Referring expression pointing data
* * * * * * * * *
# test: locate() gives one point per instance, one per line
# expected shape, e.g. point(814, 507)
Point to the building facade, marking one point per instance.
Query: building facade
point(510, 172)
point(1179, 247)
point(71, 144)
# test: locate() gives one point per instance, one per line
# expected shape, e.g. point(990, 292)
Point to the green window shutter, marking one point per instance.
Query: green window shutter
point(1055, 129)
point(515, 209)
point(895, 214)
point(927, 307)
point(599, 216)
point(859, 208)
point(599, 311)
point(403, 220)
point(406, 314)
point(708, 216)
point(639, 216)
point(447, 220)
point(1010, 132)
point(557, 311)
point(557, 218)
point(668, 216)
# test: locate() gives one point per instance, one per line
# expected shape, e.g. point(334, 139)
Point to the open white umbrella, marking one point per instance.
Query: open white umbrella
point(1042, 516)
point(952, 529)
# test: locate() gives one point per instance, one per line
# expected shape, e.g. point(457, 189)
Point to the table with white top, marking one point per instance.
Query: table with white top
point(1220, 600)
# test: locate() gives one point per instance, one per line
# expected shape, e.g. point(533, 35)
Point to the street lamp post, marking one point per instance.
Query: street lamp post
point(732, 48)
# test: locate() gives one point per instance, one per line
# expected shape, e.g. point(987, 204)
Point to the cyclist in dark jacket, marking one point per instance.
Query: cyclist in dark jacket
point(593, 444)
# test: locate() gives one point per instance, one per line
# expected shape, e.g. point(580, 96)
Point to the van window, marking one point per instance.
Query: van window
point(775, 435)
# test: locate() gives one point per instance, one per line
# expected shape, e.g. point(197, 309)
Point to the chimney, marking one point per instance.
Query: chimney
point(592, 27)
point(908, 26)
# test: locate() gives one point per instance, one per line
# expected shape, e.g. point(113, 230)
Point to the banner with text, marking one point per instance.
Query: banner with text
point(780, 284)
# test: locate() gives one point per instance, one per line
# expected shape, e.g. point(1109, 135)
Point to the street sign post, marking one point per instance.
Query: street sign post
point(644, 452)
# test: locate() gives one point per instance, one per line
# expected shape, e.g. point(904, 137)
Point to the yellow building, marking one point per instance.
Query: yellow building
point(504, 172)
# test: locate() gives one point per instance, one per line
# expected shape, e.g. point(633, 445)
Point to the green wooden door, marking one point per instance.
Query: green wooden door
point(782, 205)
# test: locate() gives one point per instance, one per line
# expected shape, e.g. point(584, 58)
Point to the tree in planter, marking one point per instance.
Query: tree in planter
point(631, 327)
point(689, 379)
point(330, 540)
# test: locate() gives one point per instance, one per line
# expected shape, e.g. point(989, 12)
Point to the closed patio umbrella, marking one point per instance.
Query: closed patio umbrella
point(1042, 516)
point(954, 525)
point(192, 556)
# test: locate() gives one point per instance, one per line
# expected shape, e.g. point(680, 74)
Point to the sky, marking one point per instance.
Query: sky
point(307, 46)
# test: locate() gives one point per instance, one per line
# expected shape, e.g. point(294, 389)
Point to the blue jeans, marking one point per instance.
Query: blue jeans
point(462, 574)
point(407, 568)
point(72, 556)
* * * * * * * * *
WHAT IS EXPECTED
Extract the data exactly as given.

WRITTEN RESPONSE
# test: locate() gives one point per instance, one per line
# expected shape, e.g. point(814, 507)
Point to the building facade, marking one point per instance.
Query: building facade
point(510, 172)
point(1179, 247)
point(71, 144)
# test: locate() gives one point per instance, one per line
# expected shape, e.g. point(990, 292)
Point to the green window shutter, marking one point per instance.
Query: green window shutter
point(1055, 129)
point(515, 209)
point(895, 214)
point(927, 307)
point(599, 216)
point(859, 208)
point(599, 311)
point(403, 220)
point(406, 314)
point(708, 216)
point(639, 216)
point(447, 220)
point(1010, 132)
point(557, 311)
point(557, 218)
point(668, 216)
# test: locate() gives one point per instance, one per line
# expected shape, e.g. point(334, 139)
Point to the open white umbrella, marking one point per instance.
Query: open white umbrella
point(1042, 516)
point(952, 529)
# test: locate() gives one point per instance, one per line
# expected shape, e.g. point(457, 189)
Point to the table with white top, marking one point per instance.
Query: table with white top
point(1220, 600)
# test: locate() gives one point per instance, one per line
# expected shape, e.g. point(533, 35)
Point to the street lamp post, marking one point per instance.
Query: street lamp post
point(732, 48)
# test: locate() gives one point per instance, one per line
# expected shape, e.g. point(987, 204)
Point to the cyclist in dark jacket, marking one point per instance.
Query: cyclist in dark jacket
point(593, 444)
# test: locate() gives one point per instance, one per line
# expected shape, e.g. point(580, 96)
Point to the van window, marking one point per instance.
Query: van window
point(775, 435)
# test: locate() gives one point per instance, one per line
# expected shape, e.g. point(197, 309)
Point to the chimney, marking one point per instance.
Query: chimney
point(592, 27)
point(908, 26)
# test: locate() gives one point per instance, one per line
# expected shape, e.g. point(113, 230)
Point to the banner with text, marking one point per instance.
Query: banner with text
point(780, 284)
# test: locate() gives one point per instance, one per line
# expected shape, e.g. point(1109, 135)
Point to the street sign post, marking one point per instance.
Query: street sign post
point(644, 452)
# test: locate() gives one point per instance, one per line
# expected shape, e.g. point(904, 137)
Point to the yellow building, marking one point per instance.
Query: yellow building
point(504, 172)
# test: locate() gives one point per instance, one per line
# expected shape, e.g. point(633, 445)
Point to the green wooden door, marking one point per instance.
Query: green wooden door
point(782, 205)
# test: locate() gives one point per instance, one per line
# expected shape, e.g. point(584, 58)
Point to the tree in planter, marking one point per instance.
Query: tree in planter
point(631, 327)
point(689, 379)
point(330, 540)
# test: locate() gives one point per instance, one per line
# expected shape, e.g. point(989, 12)
Point to the closed patio umbrella, marking one point per instance.
Query: closed patio umbrella
point(1042, 516)
point(954, 525)
point(192, 556)
# test: locate() gives one point per instance, one per line
# expected shape, e.g. point(680, 74)
Point to the sky, marking one point per instance.
Query: sky
point(307, 46)
# test: locate() gives one point per instance, one per line
# expected shape, e.g. point(294, 389)
Point to the blue jeans, marking one point per instance.
Query: blue jeans
point(462, 574)
point(407, 568)
point(72, 556)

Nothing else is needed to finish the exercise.